▸ To be done: Copy the records verbatim, from their first line through the line containing "M 205 136 L", with both of those lines included.

▸ Provided material:

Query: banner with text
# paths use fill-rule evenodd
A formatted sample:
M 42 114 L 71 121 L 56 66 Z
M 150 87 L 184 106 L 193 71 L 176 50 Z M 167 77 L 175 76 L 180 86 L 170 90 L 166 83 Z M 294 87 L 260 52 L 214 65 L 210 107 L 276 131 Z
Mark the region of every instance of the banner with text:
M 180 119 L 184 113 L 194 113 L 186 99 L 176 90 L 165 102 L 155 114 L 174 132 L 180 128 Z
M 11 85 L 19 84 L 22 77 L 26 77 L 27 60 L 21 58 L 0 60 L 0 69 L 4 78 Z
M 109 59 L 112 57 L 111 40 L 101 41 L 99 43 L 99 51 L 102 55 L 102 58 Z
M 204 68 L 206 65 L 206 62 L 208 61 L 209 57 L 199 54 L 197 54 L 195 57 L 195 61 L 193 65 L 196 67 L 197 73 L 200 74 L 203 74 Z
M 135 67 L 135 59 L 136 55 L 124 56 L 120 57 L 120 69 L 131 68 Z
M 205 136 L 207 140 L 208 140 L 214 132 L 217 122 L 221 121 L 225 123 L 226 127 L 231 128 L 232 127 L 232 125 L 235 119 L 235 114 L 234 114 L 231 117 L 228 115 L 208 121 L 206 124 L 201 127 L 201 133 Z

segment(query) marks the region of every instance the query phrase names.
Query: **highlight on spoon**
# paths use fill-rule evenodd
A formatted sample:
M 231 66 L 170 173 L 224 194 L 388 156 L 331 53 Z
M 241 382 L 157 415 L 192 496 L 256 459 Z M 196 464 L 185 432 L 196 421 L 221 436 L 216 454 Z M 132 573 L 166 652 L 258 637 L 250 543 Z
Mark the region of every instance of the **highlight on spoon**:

▸ Answer for the task:
Query: banner with text
# paths use fill-rule evenodd
A formatted sample:
M 42 114 L 71 121 L 56 66 Z
M 150 87 L 184 106 L 193 71 L 176 50 Z M 167 77 L 175 76 L 180 86 L 170 90 L 166 83 Z M 294 87 L 260 52 L 214 65 L 210 107 L 276 131 Z
Mark the region of every instance of the banner with text:
M 180 119 L 184 113 L 194 113 L 186 99 L 176 90 L 165 102 L 155 114 L 174 132 L 180 128 Z
M 11 85 L 19 84 L 22 77 L 26 77 L 27 60 L 21 58 L 0 60 L 0 69 L 4 78 Z
M 109 59 L 112 57 L 111 40 L 101 41 L 99 43 L 99 51 L 102 55 L 102 58 Z
M 204 68 L 206 65 L 206 62 L 208 61 L 209 57 L 199 54 L 197 54 L 195 57 L 195 61 L 193 65 L 196 67 L 197 73 L 200 74 L 203 74 Z
M 135 67 L 135 59 L 136 55 L 124 56 L 120 57 L 120 69 L 131 68 Z
M 205 136 L 207 140 L 208 140 L 214 132 L 217 122 L 221 121 L 225 123 L 226 127 L 231 128 L 232 127 L 232 125 L 235 119 L 235 114 L 234 114 L 231 117 L 228 115 L 208 121 L 206 124 L 201 127 L 201 133 Z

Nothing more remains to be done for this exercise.